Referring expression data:
● ● ● ● ● ● ●
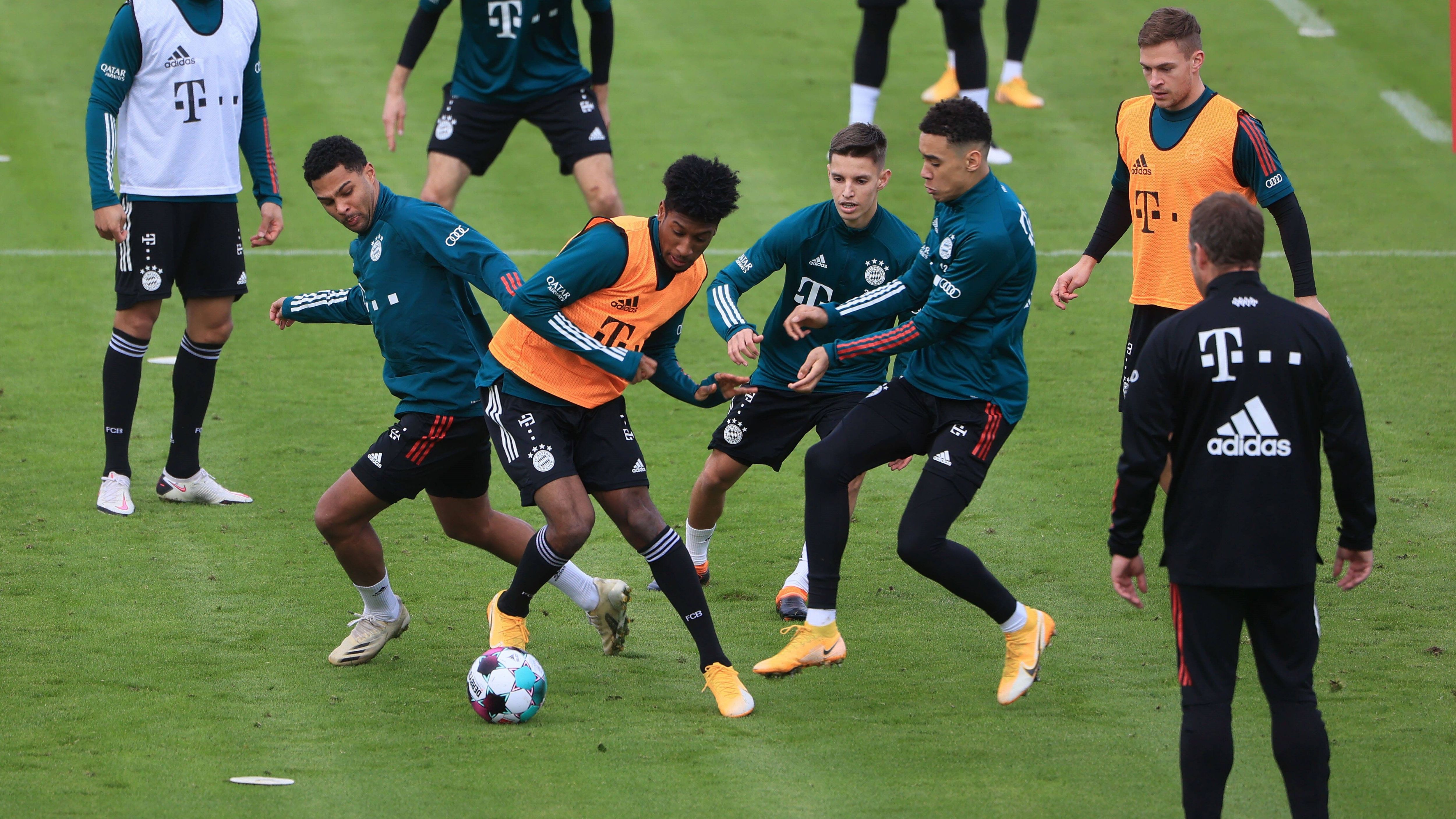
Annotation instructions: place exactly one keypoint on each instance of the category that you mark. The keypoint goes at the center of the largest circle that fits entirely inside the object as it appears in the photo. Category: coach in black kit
(1241, 389)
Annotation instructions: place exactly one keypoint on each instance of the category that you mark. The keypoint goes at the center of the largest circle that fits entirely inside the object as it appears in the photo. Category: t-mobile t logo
(817, 294)
(1222, 355)
(509, 20)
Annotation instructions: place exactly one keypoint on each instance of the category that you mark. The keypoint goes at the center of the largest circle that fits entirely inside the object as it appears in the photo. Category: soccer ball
(506, 686)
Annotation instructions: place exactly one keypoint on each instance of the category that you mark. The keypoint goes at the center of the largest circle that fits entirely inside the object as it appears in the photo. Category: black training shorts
(962, 437)
(475, 133)
(196, 245)
(544, 443)
(1145, 319)
(1283, 633)
(446, 456)
(765, 427)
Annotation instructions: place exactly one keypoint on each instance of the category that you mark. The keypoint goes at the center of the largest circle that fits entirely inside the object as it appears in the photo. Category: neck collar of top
(384, 203)
(1235, 278)
(979, 190)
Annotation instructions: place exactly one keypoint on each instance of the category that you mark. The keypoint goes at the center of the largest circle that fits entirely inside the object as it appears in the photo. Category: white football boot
(611, 616)
(116, 495)
(369, 638)
(197, 489)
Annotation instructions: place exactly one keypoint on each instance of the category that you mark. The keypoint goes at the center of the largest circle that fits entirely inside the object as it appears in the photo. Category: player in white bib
(178, 91)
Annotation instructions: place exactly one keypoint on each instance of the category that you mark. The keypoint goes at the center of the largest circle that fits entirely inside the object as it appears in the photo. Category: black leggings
(963, 36)
(863, 441)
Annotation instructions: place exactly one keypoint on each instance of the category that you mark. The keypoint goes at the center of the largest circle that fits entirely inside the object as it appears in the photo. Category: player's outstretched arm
(322, 307)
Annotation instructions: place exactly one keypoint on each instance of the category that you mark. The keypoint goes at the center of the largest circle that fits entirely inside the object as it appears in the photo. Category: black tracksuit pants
(1285, 633)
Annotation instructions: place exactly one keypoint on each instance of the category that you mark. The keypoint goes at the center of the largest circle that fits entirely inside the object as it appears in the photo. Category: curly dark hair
(330, 153)
(960, 121)
(702, 190)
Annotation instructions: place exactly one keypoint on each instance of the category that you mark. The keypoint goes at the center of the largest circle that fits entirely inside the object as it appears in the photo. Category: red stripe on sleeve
(273, 169)
(1261, 148)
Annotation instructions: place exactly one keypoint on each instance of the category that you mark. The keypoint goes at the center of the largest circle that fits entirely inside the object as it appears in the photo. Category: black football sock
(963, 36)
(1206, 757)
(539, 565)
(120, 382)
(1021, 18)
(191, 392)
(1302, 751)
(675, 574)
(935, 505)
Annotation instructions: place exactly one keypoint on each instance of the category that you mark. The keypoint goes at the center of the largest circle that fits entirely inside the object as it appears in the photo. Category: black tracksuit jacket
(1248, 385)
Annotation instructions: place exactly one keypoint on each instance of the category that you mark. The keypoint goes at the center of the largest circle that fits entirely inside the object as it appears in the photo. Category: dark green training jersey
(823, 259)
(515, 52)
(413, 265)
(972, 284)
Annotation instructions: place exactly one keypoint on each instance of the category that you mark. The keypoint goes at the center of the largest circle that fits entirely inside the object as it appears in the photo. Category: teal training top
(823, 259)
(117, 69)
(517, 50)
(416, 267)
(972, 284)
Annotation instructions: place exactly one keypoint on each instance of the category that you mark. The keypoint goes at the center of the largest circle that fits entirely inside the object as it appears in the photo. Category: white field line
(727, 252)
(1419, 116)
(1305, 18)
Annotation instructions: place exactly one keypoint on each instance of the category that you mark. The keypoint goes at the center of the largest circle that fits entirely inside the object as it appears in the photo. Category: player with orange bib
(603, 315)
(1176, 148)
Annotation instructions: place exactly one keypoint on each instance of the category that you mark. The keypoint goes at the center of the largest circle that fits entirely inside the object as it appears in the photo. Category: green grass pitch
(145, 661)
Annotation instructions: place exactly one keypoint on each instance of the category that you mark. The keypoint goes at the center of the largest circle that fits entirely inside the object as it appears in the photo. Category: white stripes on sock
(544, 549)
(127, 348)
(663, 546)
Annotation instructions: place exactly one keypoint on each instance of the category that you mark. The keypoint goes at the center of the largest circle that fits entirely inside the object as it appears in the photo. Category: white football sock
(577, 585)
(800, 577)
(698, 542)
(820, 617)
(982, 97)
(1017, 620)
(863, 101)
(381, 602)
● ● ● ● ● ● ●
What to work on:
Restate the entries verbatim, without pictures.

Result for this exercise:
Annotation instructions: place exactly one keypoint on each instance of the category that you mark. The keypoint goes at the center of the largest circle that fits entirely inside the object as it appears in the photo. Category: coach in black kit
(1241, 389)
Annotation instructions: place exactly one keypoint on each instance of the category that you mark. The keypoint goes at the center of the largest circle that fits entirely inside the object as it appears in the photo. Category: t-mobile t logo
(817, 294)
(1222, 355)
(509, 20)
Annotation instructions: place exactly one keypoint on each instance of the category that you mark. The keypoint goes at the center of the largest circle that fits entirely inside the object as it appears in the photo. Category: soccer ball
(506, 686)
Annotation instructions: place exactly one keypoint on each instance of the category that you mark. The keypoint goes at the center of the largest circle that fits entirely inside the object as it appears in the photo. Category: black training shorts
(962, 437)
(475, 133)
(196, 245)
(544, 443)
(1145, 319)
(1283, 633)
(446, 456)
(765, 427)
Annotation instructions: place exactly one keypoint on each instance of the category that you mark. The keypoint goes at the center of the largest circle that fits entirely inside the object as it appears in the photo. Category: neck collar of top
(384, 203)
(1235, 278)
(979, 190)
Annotation instructions: place exactly one keypoint on each instance of the category that you mark. The keypoint goes at the center of the largest circle that fits entirely inside the object as it appears in the photo. Category: white football boot
(611, 616)
(116, 495)
(369, 638)
(197, 489)
Annotation instructions: place exactly one keypoint on each instance of the category that you mark. The keypoint goes at the center of the largest circle that fits entirely inside the object as it appears in the photo. Category: player in white bib
(178, 91)
Annotation instructions: place exactly one keypoint on each instance of the category that you mark. The keypoint goes at the center of the largest circle that fits entirely inside the object as it appears in the photo. Category: black leggings
(963, 36)
(863, 441)
Annotation instructions: place exactly one keypoint on each instance of the category that you mark. The keypoint goes at the center of the largest circle that fits entirely inside the object as it appears in the photo. Category: player's outstretched arm
(322, 307)
Annotation instructions: place exactly one keypoint on each instance of the category that you mark. The keypoint goes at the center of the largest circle that fits entirely inside the object as it appears in the photo. Category: black tracksuit pants
(1285, 633)
Annotation instructions: place exactly one keypoint on each instance of the category that you mark. The keypoint goes at the center of the largest circle that fits entirely inside the object as it appears in the photo. Category: curly dark hair
(330, 153)
(960, 121)
(702, 190)
Annotation instructions: place exactly one keypoint on each instance of the category that you mark. The keypoint goes at the center of the largest circle that fits entirely inside the object as it appears in the photo. Category: red stripe on sleeve
(273, 169)
(1261, 148)
Annotation instructions: place exactly one keypoint on each instance of the category that you mark. The keypoint goes at the center of the largest circle that fits entirely inside the object as it appears in the photo. Category: black football sock
(963, 36)
(1206, 757)
(539, 565)
(120, 382)
(1021, 18)
(191, 392)
(1302, 751)
(675, 574)
(935, 505)
Annotation instructions: place exactly one keypoint on each instance of the category that you mark. The keypoint goes at the center of the largest circle that fits entirely inside the object as it appears in the photo. Category: black tracksuit jacket
(1248, 385)
Annotation instructions: place exactly one keypoint on each instance of the category that you mark. The keypoint goes at the center of the largest circle that fits entirely inside the object as it appears in the photo. Category: dark green training jersey
(823, 259)
(515, 52)
(413, 265)
(972, 284)
Annotation instructions: place exactly one keypoint on each instance of the category that you mark. The keypoint goes at the center of the largest circle that fits entirely inside the object as it appears in the photo. Category: teal training top
(823, 259)
(117, 69)
(517, 50)
(416, 267)
(972, 284)
Annotation instructions: place exactly one keypoint on each instance of the category that you mark. The keypoint goes at the center of the largest circle that fits entirely inside the object as it appears in the photo. Category: white field line
(727, 252)
(1419, 116)
(1305, 18)
Annotation instructions: place exactly one keypoint on each instance of the category that you mark. The keypoint goes at the center of the largest circle that fits entirely inside the object as it appears in the photo. Category: player with orange bib
(603, 315)
(1176, 148)
Annotation instructions: place exactly one keypoint on each instance of the category that you mark. The keypoint goes at the center of the largest circle that fits entirely inside the object as it appears in the photo. Category: green grass pitch
(145, 661)
Annotation instructions: place exactly one keypoint on each instance of the category that you mark. The keypoint goes at the center of the largest circle that fits entirely inside the object as it appears in the photo. Category: white stripes on sock
(544, 549)
(127, 348)
(663, 546)
Annotation instructions: place exactly one keypoint on each instance of the category that you mark. The keypoint goes at the center of the largest circle that fits entirely inside the object as it appears in the photo. Category: white football sock
(577, 585)
(800, 577)
(698, 542)
(820, 617)
(982, 97)
(1017, 620)
(863, 101)
(381, 602)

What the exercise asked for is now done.